Document section ▸
----------------------------------------

7. On a Japanese product used to relieve painful hemorrhoids - LIE DOWN ON BED AND INSERT POSCOOL SLOWLY UP TO THE PROJECTED PORTION LIKE A SWORD-GUARD INTO ANAL DUCT. WHILE INSERTING POSCOOL FOR APPROXIMATELY 5 MINUTES, KEEP QUIET. (Ouch!!)

8. In some countries, on the bottom of Coke bottles - OPEN OTHER END.

9. On a packet of Sunmaid raisins - WHY NOT TRY TOSSING OVER YOUR FAVOURITE BREAKFAST CEREAL?

10. On a Sears hairdryer - DO NOT USE WHILE SLEEPING.

11. On a bag of Fritos - YOU COULD BE A WINNER! NO PURCHASE NECESSARY. DETAILS INSIDE. (The shoplifter special!)

12. On a bar of Dial soap - DIRECTIONS - USE LIKE REGULAR SOAP. (And that would be HOW??)

----------------------------------------

Stored data entries:
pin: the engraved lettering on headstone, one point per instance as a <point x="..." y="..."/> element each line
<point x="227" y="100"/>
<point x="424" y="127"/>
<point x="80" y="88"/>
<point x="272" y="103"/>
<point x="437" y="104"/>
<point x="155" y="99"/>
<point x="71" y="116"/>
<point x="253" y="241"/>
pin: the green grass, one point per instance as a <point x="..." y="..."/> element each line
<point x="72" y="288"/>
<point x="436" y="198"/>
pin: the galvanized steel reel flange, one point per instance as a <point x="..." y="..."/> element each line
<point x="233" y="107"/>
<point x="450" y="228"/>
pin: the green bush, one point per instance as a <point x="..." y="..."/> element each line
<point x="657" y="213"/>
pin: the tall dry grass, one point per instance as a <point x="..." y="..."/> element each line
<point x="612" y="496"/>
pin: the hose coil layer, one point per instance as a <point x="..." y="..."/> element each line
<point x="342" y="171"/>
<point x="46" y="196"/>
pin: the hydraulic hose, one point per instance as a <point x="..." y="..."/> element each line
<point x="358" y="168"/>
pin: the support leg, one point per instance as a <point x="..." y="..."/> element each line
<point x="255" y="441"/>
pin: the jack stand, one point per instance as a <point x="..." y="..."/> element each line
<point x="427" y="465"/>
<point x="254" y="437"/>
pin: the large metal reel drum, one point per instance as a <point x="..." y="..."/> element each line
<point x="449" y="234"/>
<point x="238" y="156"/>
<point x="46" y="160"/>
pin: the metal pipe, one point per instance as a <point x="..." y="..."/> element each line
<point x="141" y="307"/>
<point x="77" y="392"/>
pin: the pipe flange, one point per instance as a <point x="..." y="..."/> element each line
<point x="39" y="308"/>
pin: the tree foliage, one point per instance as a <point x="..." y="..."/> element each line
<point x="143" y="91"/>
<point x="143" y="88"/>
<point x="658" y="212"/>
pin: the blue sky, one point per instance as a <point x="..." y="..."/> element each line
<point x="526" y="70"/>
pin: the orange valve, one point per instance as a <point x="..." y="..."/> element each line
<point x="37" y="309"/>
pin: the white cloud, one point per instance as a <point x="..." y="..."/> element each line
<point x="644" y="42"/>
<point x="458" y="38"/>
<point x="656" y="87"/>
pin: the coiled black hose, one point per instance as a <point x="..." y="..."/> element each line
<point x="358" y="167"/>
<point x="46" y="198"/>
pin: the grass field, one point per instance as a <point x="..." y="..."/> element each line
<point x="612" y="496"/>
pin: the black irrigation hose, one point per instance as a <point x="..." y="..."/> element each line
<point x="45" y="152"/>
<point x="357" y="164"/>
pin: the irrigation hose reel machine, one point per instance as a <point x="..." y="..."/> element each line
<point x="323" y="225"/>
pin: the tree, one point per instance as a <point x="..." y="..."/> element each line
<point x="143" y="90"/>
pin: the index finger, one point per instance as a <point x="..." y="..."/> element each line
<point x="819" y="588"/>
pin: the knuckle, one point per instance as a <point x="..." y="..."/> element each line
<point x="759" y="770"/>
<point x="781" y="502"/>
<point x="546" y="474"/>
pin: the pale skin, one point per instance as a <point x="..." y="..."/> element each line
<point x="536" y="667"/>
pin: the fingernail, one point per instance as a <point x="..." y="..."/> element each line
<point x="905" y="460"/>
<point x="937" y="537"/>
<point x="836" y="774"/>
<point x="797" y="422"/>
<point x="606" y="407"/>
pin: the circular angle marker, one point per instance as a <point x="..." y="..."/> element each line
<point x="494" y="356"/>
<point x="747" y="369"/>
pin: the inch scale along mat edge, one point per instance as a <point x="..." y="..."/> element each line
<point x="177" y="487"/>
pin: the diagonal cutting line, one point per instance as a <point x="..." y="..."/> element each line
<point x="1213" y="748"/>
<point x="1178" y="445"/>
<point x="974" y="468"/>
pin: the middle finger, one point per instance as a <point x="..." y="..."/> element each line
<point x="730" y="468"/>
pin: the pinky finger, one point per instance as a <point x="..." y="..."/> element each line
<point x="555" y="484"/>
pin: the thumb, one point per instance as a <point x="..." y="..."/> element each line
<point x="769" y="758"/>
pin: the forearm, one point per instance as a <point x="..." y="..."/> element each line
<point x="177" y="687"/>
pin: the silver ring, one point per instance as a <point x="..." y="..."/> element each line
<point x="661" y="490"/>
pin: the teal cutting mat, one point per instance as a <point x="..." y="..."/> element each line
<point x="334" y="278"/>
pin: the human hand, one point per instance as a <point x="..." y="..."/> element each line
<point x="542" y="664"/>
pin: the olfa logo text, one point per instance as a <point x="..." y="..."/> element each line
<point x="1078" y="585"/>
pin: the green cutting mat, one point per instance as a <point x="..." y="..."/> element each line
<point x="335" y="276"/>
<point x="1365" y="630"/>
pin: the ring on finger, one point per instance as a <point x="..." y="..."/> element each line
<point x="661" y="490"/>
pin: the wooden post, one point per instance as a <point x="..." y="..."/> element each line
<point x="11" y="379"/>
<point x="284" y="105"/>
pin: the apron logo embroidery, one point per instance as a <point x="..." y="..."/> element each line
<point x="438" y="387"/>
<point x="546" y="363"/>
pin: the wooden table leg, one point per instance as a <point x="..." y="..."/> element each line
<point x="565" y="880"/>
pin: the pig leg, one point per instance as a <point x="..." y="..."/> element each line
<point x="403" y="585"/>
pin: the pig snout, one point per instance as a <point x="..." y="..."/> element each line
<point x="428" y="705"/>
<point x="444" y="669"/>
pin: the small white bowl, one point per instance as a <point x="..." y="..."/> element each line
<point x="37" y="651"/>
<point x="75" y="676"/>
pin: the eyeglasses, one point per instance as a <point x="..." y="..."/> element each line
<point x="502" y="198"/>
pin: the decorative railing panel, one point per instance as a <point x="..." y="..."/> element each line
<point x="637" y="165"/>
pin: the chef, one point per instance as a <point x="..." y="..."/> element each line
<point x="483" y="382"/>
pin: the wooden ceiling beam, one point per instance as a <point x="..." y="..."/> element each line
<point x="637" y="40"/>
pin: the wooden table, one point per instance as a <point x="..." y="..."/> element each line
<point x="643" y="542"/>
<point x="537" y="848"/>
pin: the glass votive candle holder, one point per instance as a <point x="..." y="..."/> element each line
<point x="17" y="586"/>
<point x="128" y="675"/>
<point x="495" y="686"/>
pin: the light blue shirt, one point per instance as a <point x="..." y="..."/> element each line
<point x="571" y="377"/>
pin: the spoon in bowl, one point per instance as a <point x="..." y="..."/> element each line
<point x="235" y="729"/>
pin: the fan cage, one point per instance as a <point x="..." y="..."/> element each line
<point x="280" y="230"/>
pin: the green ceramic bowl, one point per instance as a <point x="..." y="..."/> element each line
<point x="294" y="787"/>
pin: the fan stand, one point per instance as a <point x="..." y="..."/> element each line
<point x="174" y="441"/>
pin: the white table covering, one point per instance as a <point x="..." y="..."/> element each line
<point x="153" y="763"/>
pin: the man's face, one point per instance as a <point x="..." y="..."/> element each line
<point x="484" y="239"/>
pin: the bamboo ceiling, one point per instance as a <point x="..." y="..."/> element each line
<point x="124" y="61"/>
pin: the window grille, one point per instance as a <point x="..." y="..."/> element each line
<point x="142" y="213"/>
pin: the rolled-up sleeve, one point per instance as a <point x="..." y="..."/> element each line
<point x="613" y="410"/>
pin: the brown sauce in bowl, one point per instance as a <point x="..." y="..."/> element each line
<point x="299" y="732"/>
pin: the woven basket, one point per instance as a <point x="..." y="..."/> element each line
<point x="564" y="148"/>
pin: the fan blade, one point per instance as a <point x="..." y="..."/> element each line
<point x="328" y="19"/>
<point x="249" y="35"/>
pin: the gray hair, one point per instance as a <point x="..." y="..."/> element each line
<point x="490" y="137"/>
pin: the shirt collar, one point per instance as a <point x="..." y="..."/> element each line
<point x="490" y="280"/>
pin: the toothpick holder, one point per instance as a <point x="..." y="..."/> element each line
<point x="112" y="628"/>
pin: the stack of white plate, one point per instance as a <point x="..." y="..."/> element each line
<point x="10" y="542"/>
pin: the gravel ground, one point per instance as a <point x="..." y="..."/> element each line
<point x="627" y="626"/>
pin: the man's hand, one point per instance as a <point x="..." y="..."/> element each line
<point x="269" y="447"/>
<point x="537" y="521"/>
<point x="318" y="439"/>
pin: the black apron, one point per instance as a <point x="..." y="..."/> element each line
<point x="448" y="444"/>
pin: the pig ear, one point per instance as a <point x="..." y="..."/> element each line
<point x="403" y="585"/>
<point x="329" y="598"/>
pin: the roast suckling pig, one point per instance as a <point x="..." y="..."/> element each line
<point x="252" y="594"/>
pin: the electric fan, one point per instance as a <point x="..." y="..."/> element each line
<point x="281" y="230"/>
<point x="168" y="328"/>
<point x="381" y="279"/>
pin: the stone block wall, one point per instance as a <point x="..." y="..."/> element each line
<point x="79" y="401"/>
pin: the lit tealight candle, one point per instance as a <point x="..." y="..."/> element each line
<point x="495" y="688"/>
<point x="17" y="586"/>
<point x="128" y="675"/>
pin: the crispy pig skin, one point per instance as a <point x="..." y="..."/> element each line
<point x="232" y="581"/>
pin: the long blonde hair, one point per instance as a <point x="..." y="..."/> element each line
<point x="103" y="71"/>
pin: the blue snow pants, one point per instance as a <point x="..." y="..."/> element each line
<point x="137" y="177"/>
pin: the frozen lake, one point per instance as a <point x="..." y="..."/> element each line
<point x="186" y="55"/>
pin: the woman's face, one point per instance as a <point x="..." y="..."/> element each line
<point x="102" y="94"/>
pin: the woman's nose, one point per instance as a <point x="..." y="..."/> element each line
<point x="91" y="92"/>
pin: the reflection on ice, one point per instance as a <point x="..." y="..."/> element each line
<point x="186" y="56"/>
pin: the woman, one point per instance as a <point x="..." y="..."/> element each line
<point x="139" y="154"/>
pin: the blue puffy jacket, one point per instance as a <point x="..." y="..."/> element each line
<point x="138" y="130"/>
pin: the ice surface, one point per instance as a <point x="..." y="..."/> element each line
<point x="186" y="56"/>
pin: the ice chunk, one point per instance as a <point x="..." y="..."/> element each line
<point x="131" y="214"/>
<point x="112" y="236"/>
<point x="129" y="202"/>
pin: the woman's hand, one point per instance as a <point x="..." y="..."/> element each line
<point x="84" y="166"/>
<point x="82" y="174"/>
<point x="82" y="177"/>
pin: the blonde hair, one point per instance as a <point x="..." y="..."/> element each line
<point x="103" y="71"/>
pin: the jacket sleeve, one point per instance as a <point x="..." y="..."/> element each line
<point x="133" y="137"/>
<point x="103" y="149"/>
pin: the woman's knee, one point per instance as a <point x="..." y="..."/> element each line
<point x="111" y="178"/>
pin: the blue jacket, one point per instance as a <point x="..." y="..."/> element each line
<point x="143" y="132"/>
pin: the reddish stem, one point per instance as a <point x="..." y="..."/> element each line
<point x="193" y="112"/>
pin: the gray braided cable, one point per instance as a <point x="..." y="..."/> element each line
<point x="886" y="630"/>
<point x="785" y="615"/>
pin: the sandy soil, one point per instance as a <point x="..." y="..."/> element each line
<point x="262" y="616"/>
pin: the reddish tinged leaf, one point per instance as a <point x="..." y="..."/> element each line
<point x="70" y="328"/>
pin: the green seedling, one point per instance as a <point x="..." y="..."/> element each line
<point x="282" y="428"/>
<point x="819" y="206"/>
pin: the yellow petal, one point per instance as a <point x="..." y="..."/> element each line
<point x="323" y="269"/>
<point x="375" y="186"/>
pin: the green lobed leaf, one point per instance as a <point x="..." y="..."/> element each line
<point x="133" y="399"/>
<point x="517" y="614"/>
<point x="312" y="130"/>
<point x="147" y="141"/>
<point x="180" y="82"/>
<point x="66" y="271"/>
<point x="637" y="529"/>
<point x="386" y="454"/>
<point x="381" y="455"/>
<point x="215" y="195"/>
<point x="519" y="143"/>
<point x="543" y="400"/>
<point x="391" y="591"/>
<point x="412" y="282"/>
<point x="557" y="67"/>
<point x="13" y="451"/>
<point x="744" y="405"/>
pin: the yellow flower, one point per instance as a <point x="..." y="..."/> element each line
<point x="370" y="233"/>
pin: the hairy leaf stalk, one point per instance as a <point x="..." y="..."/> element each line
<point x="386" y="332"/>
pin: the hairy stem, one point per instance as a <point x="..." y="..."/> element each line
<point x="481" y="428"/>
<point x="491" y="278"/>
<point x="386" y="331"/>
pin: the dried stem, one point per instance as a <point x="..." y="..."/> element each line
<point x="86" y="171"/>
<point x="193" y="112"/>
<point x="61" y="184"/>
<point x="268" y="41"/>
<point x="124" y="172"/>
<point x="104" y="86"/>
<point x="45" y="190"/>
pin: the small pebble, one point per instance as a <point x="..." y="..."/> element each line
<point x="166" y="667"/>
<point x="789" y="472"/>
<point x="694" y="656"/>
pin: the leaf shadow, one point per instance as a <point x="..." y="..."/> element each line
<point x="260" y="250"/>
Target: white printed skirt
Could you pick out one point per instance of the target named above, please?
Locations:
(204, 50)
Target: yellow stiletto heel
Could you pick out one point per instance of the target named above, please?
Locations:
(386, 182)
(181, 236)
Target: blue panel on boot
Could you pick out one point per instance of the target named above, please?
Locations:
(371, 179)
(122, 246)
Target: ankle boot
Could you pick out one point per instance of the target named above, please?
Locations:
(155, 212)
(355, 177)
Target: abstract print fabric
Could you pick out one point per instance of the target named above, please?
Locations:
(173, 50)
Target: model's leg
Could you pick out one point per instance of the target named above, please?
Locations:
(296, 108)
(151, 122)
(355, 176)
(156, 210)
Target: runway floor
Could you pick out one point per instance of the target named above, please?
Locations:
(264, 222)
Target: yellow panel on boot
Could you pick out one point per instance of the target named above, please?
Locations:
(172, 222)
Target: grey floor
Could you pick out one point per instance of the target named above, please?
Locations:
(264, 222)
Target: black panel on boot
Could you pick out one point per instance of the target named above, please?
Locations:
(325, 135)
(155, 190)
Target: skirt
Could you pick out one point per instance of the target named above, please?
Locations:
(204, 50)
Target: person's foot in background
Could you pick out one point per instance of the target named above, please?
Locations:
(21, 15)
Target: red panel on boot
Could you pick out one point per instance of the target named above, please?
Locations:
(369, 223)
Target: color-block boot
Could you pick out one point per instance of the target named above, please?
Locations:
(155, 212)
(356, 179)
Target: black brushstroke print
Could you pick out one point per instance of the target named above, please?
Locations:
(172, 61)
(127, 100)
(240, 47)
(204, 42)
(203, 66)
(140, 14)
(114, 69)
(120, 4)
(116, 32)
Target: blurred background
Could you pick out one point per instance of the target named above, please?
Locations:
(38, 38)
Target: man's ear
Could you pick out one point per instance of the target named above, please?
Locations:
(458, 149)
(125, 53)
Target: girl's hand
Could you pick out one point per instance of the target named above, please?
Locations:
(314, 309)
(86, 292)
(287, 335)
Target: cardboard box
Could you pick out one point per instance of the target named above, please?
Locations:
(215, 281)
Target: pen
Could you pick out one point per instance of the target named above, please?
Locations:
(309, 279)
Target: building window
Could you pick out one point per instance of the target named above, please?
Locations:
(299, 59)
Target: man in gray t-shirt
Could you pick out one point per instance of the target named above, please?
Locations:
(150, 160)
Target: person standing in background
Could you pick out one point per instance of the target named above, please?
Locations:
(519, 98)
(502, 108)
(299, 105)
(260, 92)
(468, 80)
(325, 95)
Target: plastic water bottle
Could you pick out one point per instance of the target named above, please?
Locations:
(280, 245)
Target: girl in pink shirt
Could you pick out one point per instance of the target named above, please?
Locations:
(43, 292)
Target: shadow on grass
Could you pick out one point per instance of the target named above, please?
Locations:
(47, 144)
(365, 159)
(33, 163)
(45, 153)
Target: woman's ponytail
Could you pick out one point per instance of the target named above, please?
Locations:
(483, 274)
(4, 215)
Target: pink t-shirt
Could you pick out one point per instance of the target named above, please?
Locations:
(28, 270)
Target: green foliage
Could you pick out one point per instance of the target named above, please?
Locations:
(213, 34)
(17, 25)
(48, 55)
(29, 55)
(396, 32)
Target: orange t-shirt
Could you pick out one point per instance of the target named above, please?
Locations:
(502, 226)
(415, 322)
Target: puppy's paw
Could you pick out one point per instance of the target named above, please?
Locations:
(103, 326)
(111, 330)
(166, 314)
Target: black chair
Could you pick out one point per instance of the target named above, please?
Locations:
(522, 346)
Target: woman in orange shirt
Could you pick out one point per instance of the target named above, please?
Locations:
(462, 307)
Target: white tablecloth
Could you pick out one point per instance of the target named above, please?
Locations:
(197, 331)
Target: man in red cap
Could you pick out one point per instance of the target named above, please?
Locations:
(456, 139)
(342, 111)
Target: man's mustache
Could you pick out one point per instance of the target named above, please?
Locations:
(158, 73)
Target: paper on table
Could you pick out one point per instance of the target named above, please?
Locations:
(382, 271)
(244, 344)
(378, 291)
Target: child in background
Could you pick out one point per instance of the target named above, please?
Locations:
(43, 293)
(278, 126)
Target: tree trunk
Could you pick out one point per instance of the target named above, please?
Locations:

----------------------------------------

Description of the task ▸ Rewrite the product-label list from "7. On a Japanese" up to and including "USE WHILE SLEEPING.", replacing "Coke" with "Pepsi".

Solution to this problem ▸
7. On a Japanese product used to relieve painful hemorrhoids - LIE DOWN ON BED AND INSERT POSCOOL SLOWLY UP TO THE PROJECTED PORTION LIKE A SWORD-GUARD INTO ANAL DUCT. WHILE INSERTING POSCOOL FOR APPROXIMATELY 5 MINUTES, KEEP QUIET. (Ouch!!)

8. In some countries, on the bottom of Pepsi bottles - OPEN OTHER END.

9. On a packet of Sunmaid raisins - WHY NOT TRY TOSSING OVER YOUR FAVOURITE BREAKFAST CEREAL?

10. On a Sears hairdryer - DO NOT USE WHILE SLEEPING.